■ PASSAGE TO READ ■
------

Well, in a state of profound boredom yesterday, I ended up at my desk with my headphones and far-too-many CDs while I played pinball online.
Unexpected days off really mess me up.
But I’d been thinking about all the songs I’ve heard in my life and the little smile I get when one puts a vision in my head. Thanks to watching far too many movies, there are some songs that I just can’t listen to anymore without ’em.
Keep in mind, the songs I chose already had a life of their own before being put into the film. I’m not counting songs written specifically for a film (because that’s too easy), though some score composers–because of the film’s theme or the song’s perfection, might’ve woven some of the original song into the rest of the film’s music.

------

■ SUPPLIED INFORMATION ■

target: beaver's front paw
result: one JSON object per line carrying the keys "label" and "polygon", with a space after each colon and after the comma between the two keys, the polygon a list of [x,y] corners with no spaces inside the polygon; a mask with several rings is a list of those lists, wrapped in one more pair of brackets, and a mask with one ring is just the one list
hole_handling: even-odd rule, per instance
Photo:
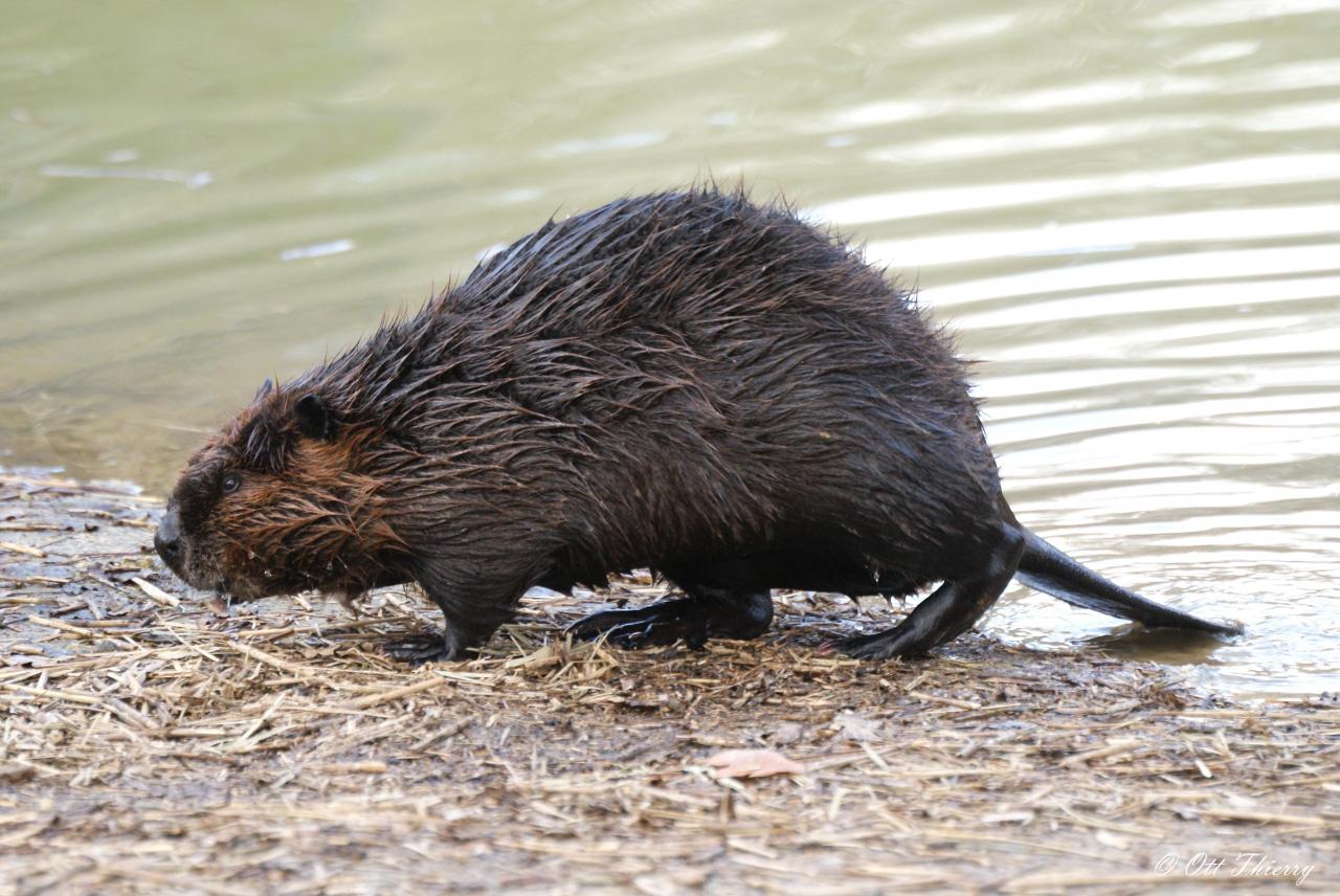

------

Write out the stretch of the post about songs tied to movie scenes from "But I’d been" through "anymore without ’em.", keeping every word and mark unchanged.

But I’d been thinking about all the songs I’ve heard in my life and the little smile I get when one puts a vision in my head. Thanks to watching far too many movies, there are some songs that I just can’t listen to anymore without ’em.